──────── Available data ────────

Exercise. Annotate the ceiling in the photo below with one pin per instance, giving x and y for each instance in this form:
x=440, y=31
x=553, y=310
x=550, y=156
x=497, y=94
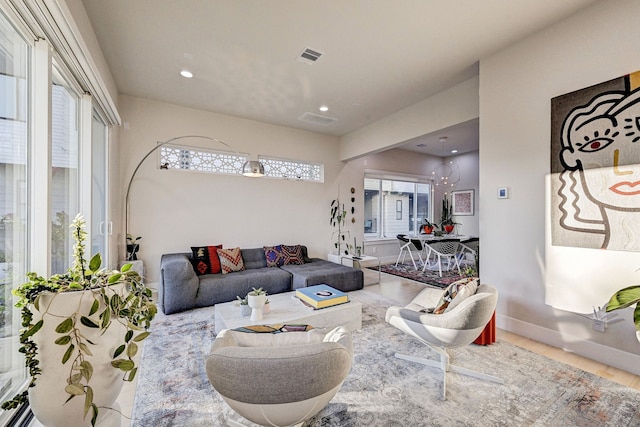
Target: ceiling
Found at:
x=378, y=56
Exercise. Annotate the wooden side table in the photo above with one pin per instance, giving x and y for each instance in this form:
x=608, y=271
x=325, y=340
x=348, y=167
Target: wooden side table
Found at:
x=488, y=335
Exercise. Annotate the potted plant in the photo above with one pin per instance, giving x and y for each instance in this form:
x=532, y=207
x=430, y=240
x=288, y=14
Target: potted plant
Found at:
x=427, y=226
x=624, y=298
x=132, y=247
x=80, y=333
x=337, y=218
x=256, y=299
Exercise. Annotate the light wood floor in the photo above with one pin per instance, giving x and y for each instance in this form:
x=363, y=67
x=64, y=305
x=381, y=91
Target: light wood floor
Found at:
x=403, y=291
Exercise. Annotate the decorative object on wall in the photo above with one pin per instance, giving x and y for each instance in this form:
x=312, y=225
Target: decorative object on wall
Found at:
x=250, y=168
x=595, y=166
x=462, y=202
x=337, y=216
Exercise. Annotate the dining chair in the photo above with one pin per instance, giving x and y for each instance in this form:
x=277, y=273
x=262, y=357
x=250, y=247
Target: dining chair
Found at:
x=409, y=246
x=470, y=246
x=443, y=250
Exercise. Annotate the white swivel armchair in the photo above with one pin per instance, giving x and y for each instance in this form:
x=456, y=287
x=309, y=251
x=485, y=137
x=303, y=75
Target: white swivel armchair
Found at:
x=462, y=320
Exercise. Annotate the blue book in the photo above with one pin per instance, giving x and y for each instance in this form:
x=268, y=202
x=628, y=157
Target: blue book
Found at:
x=321, y=296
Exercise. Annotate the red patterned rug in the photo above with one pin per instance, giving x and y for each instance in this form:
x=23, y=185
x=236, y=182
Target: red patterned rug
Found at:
x=429, y=277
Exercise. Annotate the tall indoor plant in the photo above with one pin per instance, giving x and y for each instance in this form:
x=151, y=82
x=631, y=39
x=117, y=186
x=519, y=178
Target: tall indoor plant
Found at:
x=81, y=331
x=624, y=298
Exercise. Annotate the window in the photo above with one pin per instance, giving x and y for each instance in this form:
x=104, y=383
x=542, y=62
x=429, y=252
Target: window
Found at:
x=394, y=206
x=14, y=53
x=100, y=227
x=64, y=169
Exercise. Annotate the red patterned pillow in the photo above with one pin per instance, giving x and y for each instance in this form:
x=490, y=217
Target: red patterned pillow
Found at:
x=230, y=260
x=205, y=259
x=292, y=254
x=273, y=255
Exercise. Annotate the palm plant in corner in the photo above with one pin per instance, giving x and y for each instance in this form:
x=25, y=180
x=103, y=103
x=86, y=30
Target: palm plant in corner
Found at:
x=80, y=337
x=626, y=298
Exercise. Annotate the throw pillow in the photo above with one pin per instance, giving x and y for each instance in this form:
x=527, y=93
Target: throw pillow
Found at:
x=205, y=259
x=274, y=256
x=292, y=254
x=230, y=260
x=456, y=293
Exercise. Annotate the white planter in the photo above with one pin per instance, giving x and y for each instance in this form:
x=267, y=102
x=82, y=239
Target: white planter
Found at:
x=256, y=302
x=245, y=310
x=47, y=398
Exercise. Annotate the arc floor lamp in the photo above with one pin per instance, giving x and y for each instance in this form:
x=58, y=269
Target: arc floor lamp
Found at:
x=250, y=168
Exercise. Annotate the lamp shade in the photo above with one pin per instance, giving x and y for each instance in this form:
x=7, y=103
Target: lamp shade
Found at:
x=253, y=168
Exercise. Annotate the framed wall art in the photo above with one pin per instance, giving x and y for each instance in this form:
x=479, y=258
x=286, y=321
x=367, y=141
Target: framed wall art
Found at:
x=462, y=202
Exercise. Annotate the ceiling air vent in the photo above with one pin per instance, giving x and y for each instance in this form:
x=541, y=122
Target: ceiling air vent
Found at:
x=317, y=119
x=309, y=56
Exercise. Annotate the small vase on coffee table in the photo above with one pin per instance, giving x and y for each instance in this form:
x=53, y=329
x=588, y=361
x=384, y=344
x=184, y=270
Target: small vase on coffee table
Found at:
x=256, y=302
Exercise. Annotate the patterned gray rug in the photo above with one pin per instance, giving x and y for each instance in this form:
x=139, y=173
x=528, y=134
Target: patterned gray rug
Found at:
x=381, y=390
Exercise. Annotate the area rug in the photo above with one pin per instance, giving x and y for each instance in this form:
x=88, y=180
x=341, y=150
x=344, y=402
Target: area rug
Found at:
x=381, y=390
x=429, y=277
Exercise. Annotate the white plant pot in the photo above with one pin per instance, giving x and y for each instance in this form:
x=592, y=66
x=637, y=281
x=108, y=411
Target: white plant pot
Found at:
x=47, y=398
x=256, y=302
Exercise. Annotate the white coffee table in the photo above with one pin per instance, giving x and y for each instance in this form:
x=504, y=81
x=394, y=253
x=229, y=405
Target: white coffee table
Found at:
x=286, y=308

────────

__What you need to do__:
Starting at the line that contains "Exercise. Annotate the area" and continuing through the end of the rows, give the lines again with "white plant pot" changed to "ceramic plant pot" and nothing else altered.

__Output of the exercise__:
Exercise. Annotate the area rug in the photo above with one pin per instance, giving x and y for each instance in this form:
x=88, y=180
x=341, y=150
x=344, y=402
Target: area rug
Found at:
x=381, y=390
x=429, y=277
Exercise. Annotate the ceramic plant pot in the photo above with one pin per instance, giving x and y for each instance in this form:
x=592, y=66
x=637, y=281
x=108, y=411
Target: ceramic plant pot
Found at:
x=47, y=398
x=256, y=302
Exercise. Annotate the white coffee table in the photo above with one pin per instance, giving x and y for each instance in this form:
x=504, y=81
x=394, y=253
x=229, y=405
Target: white coffee table
Found at:
x=286, y=308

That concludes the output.